Aim of the exercise – In your copy of the data below, reproduce every entry exactly and omit the pictures.

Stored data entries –
□ □ □ □ □
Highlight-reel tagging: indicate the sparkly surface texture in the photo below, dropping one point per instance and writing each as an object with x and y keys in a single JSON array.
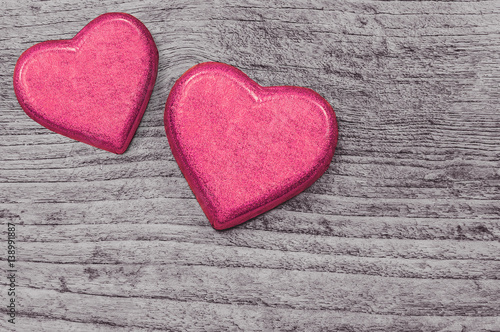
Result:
[
  {"x": 93, "y": 88},
  {"x": 244, "y": 148}
]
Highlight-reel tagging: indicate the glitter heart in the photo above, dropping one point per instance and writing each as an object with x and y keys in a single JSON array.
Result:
□ □ □ □ □
Your response –
Highlight-reel tagging: indicate the sparkly surface texture in the photo below, dropping one point per instance and writing each as an object with x and y keys in a single JSON array.
Result:
[
  {"x": 93, "y": 88},
  {"x": 244, "y": 148}
]
Highlight-reel tagging: indicate the glitter heart in the photo above, dropping one point per instance and writing each as an object with x and y keys in a single JSON array.
Result:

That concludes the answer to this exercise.